START RECORDS SUPPLIED

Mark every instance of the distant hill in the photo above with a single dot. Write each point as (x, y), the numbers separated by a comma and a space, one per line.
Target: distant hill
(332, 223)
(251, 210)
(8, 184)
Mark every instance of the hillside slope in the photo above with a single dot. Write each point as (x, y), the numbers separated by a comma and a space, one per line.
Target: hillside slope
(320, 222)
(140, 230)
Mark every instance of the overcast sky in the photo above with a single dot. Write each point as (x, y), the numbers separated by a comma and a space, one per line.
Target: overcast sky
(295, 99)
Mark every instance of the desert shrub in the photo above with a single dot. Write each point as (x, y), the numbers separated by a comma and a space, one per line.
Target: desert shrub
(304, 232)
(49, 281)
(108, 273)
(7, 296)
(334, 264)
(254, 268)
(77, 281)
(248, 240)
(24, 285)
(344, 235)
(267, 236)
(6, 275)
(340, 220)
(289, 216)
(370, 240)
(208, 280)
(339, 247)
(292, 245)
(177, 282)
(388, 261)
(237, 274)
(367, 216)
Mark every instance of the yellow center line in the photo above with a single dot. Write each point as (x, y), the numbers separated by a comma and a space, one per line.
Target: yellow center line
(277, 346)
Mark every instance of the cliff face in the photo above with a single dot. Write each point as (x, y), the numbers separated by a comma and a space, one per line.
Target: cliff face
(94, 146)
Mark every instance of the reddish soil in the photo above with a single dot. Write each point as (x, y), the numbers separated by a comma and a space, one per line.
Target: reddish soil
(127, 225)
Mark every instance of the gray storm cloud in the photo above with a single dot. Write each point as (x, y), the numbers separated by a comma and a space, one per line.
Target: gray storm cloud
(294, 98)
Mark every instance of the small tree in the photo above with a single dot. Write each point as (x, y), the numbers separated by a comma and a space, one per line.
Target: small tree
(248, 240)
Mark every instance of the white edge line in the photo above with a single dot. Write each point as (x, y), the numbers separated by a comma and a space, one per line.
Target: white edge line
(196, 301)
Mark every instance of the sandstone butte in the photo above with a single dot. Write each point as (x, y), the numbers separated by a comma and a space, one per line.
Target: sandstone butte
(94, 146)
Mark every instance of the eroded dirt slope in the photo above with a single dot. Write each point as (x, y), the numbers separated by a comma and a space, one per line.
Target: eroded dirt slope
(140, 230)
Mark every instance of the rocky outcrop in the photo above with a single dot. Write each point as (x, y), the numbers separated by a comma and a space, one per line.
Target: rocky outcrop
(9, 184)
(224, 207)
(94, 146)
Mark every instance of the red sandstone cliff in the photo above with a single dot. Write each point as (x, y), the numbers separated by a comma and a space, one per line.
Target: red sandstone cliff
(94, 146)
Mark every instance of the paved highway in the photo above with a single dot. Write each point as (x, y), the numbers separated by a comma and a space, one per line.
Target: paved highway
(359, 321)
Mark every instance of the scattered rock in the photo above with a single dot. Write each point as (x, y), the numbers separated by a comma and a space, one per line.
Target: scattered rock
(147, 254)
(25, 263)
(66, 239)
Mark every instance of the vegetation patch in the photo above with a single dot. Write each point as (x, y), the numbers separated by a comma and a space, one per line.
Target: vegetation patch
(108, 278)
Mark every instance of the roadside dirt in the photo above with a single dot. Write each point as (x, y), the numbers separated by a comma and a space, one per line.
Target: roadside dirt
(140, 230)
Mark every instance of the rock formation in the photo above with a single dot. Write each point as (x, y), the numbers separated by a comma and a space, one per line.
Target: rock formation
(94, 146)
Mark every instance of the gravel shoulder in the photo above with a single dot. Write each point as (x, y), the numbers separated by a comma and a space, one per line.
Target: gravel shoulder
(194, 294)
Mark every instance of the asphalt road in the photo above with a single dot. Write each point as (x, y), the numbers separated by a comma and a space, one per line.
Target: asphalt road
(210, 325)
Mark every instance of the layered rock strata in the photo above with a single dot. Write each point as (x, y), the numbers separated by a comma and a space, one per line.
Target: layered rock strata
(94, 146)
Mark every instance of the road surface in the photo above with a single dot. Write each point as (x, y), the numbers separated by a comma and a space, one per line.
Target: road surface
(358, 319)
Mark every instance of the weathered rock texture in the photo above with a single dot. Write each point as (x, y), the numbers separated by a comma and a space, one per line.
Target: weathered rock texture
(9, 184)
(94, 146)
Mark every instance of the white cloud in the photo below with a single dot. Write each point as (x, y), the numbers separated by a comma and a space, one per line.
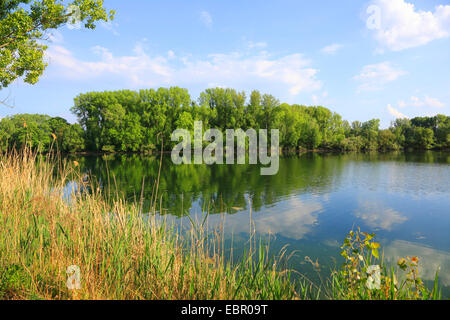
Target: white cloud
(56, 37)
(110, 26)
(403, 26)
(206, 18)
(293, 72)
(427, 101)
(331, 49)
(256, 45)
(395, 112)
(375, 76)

END RECORDS SUPPLIED
START RECORDS SUPPLIED

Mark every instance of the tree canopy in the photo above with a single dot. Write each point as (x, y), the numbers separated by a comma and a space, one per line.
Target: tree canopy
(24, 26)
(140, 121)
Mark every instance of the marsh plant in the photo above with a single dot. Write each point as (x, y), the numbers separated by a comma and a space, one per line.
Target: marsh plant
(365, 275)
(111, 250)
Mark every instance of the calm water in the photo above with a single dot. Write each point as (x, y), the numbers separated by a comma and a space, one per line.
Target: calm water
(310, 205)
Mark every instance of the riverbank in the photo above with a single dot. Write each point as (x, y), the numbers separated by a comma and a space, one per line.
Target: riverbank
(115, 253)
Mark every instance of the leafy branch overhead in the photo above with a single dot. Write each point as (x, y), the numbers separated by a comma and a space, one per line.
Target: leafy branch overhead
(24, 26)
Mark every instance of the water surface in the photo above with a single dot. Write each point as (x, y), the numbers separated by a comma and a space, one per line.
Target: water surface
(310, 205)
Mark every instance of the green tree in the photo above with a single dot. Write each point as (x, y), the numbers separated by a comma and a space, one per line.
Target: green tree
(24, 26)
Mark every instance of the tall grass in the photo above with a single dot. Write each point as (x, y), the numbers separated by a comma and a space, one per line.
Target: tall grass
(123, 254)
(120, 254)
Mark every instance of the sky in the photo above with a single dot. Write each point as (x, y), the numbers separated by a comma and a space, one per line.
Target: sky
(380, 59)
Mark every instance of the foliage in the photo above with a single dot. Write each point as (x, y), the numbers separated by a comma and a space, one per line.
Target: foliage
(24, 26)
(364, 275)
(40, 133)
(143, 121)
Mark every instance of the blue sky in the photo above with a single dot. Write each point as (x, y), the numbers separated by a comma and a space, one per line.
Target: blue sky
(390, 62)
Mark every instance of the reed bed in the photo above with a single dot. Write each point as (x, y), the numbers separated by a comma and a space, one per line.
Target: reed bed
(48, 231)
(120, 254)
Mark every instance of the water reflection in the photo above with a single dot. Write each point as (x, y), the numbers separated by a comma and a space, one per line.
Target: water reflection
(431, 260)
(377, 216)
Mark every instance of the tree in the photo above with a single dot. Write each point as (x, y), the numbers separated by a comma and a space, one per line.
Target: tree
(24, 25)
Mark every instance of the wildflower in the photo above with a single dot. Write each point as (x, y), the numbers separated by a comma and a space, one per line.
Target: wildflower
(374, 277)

END RECORDS SUPPLIED
START RECORDS SUPPLIED

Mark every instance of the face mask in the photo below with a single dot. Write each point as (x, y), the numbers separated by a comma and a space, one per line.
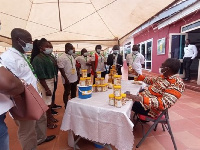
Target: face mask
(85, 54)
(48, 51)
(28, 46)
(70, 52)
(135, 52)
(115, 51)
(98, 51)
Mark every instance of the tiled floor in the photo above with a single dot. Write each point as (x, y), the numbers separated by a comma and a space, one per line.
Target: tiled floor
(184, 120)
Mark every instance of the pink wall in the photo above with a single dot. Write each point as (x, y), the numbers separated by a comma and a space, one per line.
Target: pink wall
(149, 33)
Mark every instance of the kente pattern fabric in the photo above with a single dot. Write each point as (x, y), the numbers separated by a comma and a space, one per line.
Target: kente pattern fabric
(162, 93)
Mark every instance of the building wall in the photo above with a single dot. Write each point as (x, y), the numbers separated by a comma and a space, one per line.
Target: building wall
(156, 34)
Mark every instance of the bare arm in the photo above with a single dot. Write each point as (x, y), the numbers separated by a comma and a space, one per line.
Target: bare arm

END RECORDS SUPPLIED

● EXERCISE DIRECTIONS
From the records above, transcribe exactly the run of lines that opens with the line holding "Mark every instance of the rock formation" and closes with the line holding "Mark every instance of the layered", both included.

● YOUR RESPONSE
Mark every instance of the rock formation in the photo above with a single dot. Write each point as (x, y), the numbers separated by a comma and a space, one per line.
Target: rock formation
(94, 146)
Mark every instance of the gravel shoulder in the photo above with a single dot. Write each point as (x, y), the numbers separated by a comma and a space, one per line.
Target: gravel shoulder
(194, 294)
Mark every instance of the asphalt road in the photo above with a single dot. Write each point as (x, y), the numbers separated by a comma and a space, one per line.
Target: asphalt road
(210, 325)
Mark every instance of the layered rock strata in the photo above with a single dot. Write each point as (x, y), the numbers separated by a comma and a space, one per line.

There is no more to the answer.